### Exercise brief
The data below is to be returned in full and exactly.

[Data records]
● ● ● ● ●

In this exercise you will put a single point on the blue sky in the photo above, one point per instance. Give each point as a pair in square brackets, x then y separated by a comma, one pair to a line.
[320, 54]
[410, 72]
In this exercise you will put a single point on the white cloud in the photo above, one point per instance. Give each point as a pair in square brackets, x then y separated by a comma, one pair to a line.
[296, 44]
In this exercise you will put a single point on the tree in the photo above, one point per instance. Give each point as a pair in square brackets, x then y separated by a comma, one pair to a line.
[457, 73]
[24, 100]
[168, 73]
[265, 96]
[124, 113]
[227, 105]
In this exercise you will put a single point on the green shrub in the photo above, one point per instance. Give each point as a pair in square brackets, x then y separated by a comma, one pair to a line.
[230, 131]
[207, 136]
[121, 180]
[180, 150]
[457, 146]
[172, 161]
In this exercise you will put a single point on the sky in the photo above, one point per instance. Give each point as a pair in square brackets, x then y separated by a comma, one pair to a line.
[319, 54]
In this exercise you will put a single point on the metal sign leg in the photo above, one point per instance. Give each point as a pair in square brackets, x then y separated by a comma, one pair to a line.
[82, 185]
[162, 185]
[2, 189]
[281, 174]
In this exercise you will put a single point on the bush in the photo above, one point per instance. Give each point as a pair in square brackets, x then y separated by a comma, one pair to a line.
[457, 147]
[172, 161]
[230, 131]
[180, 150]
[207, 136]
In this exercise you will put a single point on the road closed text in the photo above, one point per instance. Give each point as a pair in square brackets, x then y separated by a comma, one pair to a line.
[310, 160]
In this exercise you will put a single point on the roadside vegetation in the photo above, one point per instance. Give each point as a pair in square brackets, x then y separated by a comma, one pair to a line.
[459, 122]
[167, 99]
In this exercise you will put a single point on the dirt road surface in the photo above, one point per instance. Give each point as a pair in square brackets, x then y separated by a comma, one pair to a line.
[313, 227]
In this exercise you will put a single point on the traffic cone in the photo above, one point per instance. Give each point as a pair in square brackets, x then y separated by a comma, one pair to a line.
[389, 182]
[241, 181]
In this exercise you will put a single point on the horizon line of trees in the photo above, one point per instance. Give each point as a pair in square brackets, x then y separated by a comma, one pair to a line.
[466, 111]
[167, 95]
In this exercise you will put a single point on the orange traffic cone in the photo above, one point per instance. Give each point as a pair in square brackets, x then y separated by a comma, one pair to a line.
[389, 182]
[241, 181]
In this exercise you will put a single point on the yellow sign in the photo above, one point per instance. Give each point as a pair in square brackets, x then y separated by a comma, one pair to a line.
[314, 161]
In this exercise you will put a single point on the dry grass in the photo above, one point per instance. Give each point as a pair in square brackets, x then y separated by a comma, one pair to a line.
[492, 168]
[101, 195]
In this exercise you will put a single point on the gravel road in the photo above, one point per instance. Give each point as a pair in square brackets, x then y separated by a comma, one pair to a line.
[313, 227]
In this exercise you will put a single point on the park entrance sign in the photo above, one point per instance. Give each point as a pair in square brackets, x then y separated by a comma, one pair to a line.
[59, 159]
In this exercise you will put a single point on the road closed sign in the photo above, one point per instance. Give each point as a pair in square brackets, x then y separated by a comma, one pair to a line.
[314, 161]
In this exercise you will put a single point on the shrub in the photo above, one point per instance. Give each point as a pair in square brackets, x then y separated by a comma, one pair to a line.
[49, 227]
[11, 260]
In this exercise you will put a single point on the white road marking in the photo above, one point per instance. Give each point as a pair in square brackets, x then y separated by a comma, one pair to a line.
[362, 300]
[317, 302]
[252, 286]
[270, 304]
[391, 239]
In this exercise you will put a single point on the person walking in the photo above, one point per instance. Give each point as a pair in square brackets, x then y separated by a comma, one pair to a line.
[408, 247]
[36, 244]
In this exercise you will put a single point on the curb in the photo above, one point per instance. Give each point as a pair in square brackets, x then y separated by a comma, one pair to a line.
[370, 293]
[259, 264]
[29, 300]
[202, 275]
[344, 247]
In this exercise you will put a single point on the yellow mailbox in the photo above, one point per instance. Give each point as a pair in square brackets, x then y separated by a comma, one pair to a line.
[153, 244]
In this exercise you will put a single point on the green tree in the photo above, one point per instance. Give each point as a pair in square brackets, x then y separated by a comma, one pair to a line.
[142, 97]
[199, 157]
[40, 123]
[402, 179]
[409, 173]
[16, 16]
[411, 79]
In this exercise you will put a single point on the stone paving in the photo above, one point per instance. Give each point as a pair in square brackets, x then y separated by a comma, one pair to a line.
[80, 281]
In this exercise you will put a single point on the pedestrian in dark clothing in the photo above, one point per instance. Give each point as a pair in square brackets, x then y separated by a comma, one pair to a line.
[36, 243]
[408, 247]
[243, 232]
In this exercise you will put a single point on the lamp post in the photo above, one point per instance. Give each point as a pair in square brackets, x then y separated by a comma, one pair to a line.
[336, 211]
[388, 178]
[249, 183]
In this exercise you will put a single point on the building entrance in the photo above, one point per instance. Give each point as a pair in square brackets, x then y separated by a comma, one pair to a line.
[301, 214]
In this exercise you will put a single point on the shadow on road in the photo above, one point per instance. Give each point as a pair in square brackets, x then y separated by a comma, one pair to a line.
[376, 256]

● ● ● ● ●

### Answer below
In this exercise you will put a single point on the blue sky in the photo above, one point per instance. Give each point as a pair in square brackets, x then y separated by a comma, one pair to a line.
[320, 54]
[410, 72]
In this exercise you will put a single point on the white cloud in the photo above, one point per instance. Give each point as a pair in square brackets, x then y separated by a comma, one pair to a line.
[296, 44]
In this exercise you will put a single point on the tree in the photo above, one point per instance. Give each point as a pair in square brackets, x then y separated by a comma, one pair to a line.
[457, 73]
[24, 100]
[168, 73]
[265, 96]
[124, 113]
[227, 105]
In this exercise you will put a single point on the green shrub in the photo above, one point per instance. Give each point as a pair in square brackets, x then y separated by a comma, one pair to a line.
[230, 131]
[207, 136]
[121, 180]
[180, 150]
[457, 146]
[172, 161]
In this exercise you will put a single point on the sky in the photo above, one point per instance. Give each point as a pair in square brackets, x then y separated by a comma, one pair to a line.
[319, 54]
In this exercise you will put a single point on the metal sign leg in the photo above, one point per instance. Give each point as a pair in square brackets, x then y separated by a comma, one pair to a line.
[82, 185]
[162, 185]
[2, 189]
[281, 174]
In this exercise you will put a single point on the bush in the photo above, one point per instance. Give each point as a pair in square brackets, x then y separated by a comma, one pair to a line.
[457, 147]
[172, 161]
[230, 131]
[180, 150]
[207, 136]
In this exercise you will put a single point on the road closed text in the photo above, one point per instance. Give each point as a pair in square brackets, x then y separated by a comma, one pair to a line.
[310, 160]
In this exercise you will put a single point on the roadside vegetation in the photo above, one point per instance. Give each point as a pair in square brackets, x then y separated by a comma, one pair to a line.
[459, 122]
[167, 99]
In this exercise you will put a single point on the dirt road surface in the photo above, one point per instance. Give each point as a pair in square brackets, x then y separated by a comma, one pair to a line.
[313, 227]
In this exercise you will put a single point on the traffic cone in the photo above, one point per instance. Give each point as a pair in square brackets, x then y separated by a comma, one pair to a line.
[389, 182]
[241, 181]
In this exercise you will put a single point on the horizon line of trees in the photo above, one point per instance. Give each point as a pair in square brackets, x then y separated by a comma, one pair to a line.
[466, 111]
[167, 95]
In this exercise you will put a single point on the orange traffic cone in the photo above, one point per instance. Give each point as a pair in square brackets, x then y separated by a comma, one pair to a line.
[389, 182]
[241, 181]
In this exercise you will put a single point on the yellow sign in the photo above, one point per instance. Give each point as a pair in square brackets, x then y separated by a comma, one pair to a line.
[314, 161]
In this exercise you will put a single point on the dry grass in the photo above, one point per instance. Give each point as a pair in square brackets, x then y separated by a comma, one pair to a line.
[492, 168]
[101, 195]
In this exercise you will put a single point on the gravel road in the photo above, one point per instance. Give each point as a pair in square brackets, x then y separated by a comma, one pair to a line.
[313, 227]
In this exercise you will put a single point on the park entrance sign in the photo above, one point per instance. Give each point as a pair in square brackets, x then y separated by a comma, one pair to a line.
[59, 159]
In this exercise you will put a single point on the road closed sign in the photo above, one point per instance. Give each point as a pair in square brackets, x then y separated by a comma, one pair to a line.
[314, 161]
In this exercise you will put a single point on the shrub in the photo above, one point per instance. Give each point as a pair in square brackets, x then y separated by a comma, one pair to a line.
[49, 227]
[11, 260]
In this exercise you will put a single point on the white road marking in the photo above, one point per instance. Give each point as a pair in square brackets, x then y separated by a comma, one pair to a line.
[362, 300]
[317, 302]
[252, 286]
[270, 304]
[391, 239]
In this exercise you will put a single point on the person walking in the photo above, one point per instance. Give each point as a pair in square brackets, x then y separated by a comma, one pair to a line.
[408, 247]
[36, 244]
In this exercise you will put a single point on the curb in the photo above, one point per instance. Give each point as a pair in square brackets, x then y separated by a comma, one pair to a line.
[370, 293]
[259, 264]
[29, 300]
[202, 275]
[344, 247]
In this exercise you will put a single point on the yellow mailbox in the photo above, one point per instance. Give each point as a pair in square brackets, x then y separated by a comma, one pair to a line.
[153, 244]
In this exercise you will put a single point on the green tree in the photo above, one point per instance. Give each point as a pair in square brackets, x then y separated by a comma, one pair to a line.
[142, 97]
[199, 157]
[40, 123]
[402, 179]
[409, 173]
[16, 16]
[411, 79]
In this exercise you will put a single point on the stone paving in the photo above, one point per instance. Give each point as a pair in square brackets, x then y separated by a comma, one pair to a line.
[80, 281]
In this exercise you will put a single point on the pedestrian in dark clothing in the photo above, one point per instance. Give each point as a pair in square brackets, x then y separated by a comma, one pair to a line.
[36, 243]
[408, 247]
[243, 232]
In this exercise you will put a single point on the lamp post in the photo above, one point per instance. Give each point as a pair in square brackets, x then y separated by a comma, one pair to a line.
[336, 211]
[388, 178]
[249, 183]
In this exercise you will put a single point on the building entrance in the photo above, one point per instance. Give each point as a pair in square brackets, x then y separated by a comma, one pair to a line.
[301, 214]
In this exercise you will put a single point on the shadow on road in the photo above, one point per instance. Give each point as a pair in square brackets, x then y separated by a comma, one pair to a line.
[376, 256]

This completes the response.